The lines to return are those below that contain the word "conning".

- - - - - - -

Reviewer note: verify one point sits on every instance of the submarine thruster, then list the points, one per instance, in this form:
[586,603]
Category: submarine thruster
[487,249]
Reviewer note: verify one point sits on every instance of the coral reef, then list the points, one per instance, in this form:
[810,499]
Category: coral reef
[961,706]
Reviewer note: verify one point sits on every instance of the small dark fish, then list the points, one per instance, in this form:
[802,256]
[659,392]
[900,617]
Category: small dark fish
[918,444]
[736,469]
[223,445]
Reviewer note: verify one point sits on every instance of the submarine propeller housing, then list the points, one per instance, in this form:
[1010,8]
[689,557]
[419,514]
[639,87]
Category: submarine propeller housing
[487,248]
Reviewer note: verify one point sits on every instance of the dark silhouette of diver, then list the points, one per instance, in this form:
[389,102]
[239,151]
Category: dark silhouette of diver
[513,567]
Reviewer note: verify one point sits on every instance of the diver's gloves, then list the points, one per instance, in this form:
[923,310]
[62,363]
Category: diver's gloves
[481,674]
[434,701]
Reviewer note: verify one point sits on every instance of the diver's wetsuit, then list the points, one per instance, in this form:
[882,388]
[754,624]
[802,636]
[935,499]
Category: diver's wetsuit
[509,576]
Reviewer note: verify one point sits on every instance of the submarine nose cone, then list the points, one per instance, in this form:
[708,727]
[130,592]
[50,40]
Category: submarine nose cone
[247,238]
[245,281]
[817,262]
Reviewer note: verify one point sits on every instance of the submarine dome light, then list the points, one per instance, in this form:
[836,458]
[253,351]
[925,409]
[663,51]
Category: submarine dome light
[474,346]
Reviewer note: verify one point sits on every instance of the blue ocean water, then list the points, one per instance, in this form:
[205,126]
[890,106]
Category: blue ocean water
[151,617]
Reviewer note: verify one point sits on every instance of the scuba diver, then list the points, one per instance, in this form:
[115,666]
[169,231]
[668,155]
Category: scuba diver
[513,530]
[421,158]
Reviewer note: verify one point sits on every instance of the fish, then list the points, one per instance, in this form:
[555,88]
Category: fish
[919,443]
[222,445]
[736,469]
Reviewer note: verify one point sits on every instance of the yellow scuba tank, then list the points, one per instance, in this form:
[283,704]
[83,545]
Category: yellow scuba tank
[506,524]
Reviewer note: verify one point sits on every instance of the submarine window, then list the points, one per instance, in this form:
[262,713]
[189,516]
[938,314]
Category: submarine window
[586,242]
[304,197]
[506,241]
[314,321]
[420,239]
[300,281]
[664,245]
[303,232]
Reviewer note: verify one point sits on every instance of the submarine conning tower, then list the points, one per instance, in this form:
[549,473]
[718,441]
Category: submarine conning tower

- - - - - - -

### Solution for this exercise
Reviewer note: verify one point sits on every instance of the submarine conning tower, then list the points, one per instance, in this form:
Category: submarine conning tower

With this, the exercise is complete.